--- Begin ---

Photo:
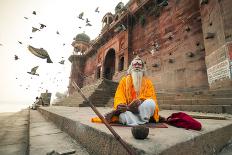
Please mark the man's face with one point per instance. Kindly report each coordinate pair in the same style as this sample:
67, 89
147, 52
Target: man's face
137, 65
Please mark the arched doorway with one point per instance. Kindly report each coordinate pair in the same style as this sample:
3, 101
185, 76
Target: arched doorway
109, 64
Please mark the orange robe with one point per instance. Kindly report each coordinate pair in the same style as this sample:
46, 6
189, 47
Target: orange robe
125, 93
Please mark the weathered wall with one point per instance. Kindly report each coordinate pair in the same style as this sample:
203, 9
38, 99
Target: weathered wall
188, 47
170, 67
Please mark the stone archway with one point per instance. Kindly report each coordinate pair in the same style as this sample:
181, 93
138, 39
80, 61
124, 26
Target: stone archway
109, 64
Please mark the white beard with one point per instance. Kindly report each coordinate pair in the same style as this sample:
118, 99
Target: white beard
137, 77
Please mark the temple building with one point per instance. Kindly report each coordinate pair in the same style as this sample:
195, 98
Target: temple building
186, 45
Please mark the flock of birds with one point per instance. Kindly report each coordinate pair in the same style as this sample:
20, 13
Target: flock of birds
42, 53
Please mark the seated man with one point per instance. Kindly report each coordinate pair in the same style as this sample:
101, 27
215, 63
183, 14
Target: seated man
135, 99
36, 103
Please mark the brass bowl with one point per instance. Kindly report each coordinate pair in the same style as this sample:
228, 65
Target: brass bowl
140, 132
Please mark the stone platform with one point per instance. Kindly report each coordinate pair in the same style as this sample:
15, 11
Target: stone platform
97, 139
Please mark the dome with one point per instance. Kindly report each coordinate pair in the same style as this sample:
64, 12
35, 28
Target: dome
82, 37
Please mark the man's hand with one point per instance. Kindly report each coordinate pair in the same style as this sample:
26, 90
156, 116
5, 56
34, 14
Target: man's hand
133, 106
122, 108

--- End ---

Copy out the data unchanged, starting at the line that contains "Please mark the man's hand" and continuing through the final line of the data.

Please mark the man's hand with one point per instance. Kindly report each coordinate pair in the same style as this sample:
26, 90
156, 116
5, 56
34, 14
Target: man's hand
133, 106
122, 108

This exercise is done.